Match the word "figure". Return each line of the data below where it appears.

= = = = =

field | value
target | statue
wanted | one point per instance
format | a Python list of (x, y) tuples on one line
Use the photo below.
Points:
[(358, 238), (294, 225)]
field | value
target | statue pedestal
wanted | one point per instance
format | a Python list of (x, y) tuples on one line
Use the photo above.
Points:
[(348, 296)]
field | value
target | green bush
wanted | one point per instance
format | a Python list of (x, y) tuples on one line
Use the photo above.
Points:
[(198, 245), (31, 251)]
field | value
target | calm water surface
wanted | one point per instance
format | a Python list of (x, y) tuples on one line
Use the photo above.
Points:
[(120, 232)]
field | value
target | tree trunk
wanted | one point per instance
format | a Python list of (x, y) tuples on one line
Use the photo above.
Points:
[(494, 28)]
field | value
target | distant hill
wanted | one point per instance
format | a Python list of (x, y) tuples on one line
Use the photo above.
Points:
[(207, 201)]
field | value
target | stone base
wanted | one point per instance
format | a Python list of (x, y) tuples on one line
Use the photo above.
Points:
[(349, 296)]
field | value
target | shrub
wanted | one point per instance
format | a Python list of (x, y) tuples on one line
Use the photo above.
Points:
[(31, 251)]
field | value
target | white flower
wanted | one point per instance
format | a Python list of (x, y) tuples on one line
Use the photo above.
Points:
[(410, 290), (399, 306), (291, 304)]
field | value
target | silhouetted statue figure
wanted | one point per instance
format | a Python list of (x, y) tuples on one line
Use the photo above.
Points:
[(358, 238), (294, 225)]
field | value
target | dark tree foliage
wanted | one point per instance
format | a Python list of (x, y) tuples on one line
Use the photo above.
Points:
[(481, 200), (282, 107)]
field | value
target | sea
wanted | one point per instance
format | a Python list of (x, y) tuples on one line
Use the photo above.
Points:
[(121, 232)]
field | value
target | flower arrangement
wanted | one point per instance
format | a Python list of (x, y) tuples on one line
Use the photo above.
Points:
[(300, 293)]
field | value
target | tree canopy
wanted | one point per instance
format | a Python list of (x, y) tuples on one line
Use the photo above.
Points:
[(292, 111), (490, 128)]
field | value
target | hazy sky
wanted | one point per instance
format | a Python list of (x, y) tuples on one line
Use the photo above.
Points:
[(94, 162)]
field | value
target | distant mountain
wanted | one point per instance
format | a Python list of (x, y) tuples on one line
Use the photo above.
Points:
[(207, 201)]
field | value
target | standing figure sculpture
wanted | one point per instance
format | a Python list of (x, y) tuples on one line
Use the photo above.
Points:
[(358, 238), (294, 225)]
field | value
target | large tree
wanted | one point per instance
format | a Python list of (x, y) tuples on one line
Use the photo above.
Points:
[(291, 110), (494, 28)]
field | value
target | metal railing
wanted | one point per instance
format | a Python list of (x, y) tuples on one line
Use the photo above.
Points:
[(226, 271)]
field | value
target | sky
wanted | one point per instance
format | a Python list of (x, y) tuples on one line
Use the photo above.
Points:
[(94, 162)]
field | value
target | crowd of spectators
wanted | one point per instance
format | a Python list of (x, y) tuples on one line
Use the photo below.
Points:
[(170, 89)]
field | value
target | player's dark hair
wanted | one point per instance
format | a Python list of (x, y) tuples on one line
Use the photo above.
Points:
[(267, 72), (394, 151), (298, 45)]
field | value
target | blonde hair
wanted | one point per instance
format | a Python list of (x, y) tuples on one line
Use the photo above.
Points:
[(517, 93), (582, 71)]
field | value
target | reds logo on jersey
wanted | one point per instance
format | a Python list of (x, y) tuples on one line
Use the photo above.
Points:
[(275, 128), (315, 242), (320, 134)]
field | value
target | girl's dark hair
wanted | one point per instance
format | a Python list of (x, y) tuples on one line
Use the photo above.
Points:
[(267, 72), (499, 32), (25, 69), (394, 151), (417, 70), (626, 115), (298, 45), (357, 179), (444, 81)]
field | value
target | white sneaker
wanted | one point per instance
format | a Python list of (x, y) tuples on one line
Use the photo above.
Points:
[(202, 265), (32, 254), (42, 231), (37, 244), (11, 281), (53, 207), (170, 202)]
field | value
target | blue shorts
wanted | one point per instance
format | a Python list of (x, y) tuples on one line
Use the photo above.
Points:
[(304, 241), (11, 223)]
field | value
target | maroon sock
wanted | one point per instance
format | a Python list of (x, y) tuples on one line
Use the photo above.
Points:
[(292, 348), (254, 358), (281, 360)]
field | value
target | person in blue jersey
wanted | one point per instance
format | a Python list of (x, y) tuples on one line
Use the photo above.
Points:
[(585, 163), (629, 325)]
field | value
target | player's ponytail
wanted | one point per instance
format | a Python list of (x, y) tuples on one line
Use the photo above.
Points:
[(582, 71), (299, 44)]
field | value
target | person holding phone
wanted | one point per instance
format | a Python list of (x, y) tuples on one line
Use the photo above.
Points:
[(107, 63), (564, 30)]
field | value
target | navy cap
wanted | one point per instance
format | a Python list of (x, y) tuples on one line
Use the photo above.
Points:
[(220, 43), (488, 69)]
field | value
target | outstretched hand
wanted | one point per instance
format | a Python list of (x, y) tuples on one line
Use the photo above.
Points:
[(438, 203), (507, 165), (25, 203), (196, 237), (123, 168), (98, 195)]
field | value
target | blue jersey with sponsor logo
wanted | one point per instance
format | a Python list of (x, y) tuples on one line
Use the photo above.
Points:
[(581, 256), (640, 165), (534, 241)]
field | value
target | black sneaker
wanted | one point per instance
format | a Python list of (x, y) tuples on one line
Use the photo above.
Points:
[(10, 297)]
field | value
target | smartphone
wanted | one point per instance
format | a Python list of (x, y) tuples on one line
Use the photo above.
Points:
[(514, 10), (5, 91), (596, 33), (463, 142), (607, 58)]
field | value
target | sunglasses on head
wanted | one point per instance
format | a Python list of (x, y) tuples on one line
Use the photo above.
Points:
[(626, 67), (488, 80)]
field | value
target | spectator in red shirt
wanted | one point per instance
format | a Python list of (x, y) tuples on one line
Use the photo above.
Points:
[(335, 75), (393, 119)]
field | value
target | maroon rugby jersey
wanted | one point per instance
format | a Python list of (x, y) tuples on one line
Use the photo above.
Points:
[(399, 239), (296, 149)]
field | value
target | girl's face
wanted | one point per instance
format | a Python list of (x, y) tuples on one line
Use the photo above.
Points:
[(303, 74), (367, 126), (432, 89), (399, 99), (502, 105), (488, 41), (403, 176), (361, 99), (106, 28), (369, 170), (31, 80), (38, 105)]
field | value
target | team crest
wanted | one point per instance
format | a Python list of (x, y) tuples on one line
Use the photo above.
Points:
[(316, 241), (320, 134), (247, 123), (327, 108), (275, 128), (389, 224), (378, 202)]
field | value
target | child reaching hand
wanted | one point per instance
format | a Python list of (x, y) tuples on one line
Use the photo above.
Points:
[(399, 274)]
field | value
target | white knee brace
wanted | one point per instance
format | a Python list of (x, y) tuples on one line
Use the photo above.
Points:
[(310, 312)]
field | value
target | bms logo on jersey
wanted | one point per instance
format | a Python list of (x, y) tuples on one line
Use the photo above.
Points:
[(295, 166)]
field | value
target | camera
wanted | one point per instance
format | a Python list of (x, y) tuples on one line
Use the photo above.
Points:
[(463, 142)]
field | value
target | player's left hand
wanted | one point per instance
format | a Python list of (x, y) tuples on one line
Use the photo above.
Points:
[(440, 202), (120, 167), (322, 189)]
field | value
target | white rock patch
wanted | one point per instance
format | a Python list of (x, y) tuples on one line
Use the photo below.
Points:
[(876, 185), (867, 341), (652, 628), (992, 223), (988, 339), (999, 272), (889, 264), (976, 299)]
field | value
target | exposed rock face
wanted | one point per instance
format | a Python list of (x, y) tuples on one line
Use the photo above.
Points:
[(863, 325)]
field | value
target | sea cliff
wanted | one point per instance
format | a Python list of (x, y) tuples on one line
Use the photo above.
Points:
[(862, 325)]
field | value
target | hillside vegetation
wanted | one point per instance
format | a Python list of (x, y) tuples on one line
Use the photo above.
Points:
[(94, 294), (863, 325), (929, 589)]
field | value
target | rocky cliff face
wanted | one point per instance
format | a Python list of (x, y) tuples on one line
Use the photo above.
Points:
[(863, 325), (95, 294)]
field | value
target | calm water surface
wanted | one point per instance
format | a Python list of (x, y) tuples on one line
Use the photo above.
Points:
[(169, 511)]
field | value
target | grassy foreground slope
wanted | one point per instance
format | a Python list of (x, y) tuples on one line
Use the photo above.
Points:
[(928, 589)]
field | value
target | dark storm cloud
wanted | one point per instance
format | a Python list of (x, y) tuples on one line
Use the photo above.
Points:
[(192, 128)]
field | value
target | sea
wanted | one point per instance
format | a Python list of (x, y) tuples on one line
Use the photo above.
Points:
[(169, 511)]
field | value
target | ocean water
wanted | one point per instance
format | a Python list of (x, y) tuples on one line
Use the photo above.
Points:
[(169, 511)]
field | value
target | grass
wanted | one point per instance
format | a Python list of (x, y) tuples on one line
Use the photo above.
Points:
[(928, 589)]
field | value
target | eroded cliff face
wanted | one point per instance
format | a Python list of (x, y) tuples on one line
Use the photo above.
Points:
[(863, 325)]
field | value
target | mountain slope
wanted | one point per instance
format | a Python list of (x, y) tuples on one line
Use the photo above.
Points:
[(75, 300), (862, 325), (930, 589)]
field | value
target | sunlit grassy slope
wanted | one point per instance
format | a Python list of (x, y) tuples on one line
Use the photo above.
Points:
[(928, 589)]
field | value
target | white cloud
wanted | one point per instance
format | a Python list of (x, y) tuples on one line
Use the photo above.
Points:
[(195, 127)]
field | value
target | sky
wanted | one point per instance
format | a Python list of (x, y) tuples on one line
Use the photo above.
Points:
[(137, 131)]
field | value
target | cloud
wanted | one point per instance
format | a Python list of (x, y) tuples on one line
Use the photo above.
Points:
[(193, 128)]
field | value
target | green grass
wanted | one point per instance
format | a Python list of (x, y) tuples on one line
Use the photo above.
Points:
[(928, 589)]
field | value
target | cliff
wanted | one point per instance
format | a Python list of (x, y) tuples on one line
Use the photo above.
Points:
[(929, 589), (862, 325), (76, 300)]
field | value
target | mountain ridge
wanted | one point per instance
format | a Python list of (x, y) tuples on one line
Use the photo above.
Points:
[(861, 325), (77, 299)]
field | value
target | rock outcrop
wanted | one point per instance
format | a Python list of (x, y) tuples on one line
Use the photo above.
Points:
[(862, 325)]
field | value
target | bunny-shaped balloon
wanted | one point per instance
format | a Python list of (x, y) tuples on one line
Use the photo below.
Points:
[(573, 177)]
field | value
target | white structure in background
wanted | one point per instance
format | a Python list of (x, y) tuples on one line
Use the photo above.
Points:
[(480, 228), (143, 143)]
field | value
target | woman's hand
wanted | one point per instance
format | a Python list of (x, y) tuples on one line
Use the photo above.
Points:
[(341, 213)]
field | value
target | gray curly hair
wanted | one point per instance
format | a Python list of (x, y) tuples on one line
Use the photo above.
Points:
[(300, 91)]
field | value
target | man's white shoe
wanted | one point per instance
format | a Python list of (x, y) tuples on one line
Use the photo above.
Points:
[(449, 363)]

= = = = =

| TASK OUTPUT |
target | silhouetted statue figure
target | standing figure sculpture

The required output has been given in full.